[Point annotation dataset rows]
———
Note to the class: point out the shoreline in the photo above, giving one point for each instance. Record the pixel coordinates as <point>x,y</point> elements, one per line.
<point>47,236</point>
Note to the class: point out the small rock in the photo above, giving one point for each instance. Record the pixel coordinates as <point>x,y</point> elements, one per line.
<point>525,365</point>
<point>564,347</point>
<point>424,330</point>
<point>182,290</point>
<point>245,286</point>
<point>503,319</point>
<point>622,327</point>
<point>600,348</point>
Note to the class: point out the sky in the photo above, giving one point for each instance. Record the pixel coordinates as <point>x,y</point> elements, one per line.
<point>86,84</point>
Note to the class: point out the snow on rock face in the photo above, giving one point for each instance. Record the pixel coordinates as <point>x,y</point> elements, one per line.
———
:: WORK INSTRUCTIONS ::
Rewrite the rows starting at the first one and ending at the line containing "<point>86,84</point>", swapping "small rock" for "pebble" and leaving everything else as it is.

:: FINAL ANSWER ::
Note to the class: point out the shoreline in the photo above, giving one point for each instance. Record the pixel coordinates as <point>x,y</point> elements, one per line.
<point>47,236</point>
Note to the class: point out the pebble in the photo above, giving one point for each instance. Record the pixel coordinates as <point>x,y</point> elements, one per line.
<point>525,365</point>
<point>564,347</point>
<point>424,330</point>
<point>182,290</point>
<point>245,286</point>
<point>503,319</point>
<point>622,327</point>
<point>600,348</point>
Note to the class: point out the sky in the photo above, giving one point for each instance. Record the pixel coordinates as <point>x,y</point> elements, one per line.
<point>86,84</point>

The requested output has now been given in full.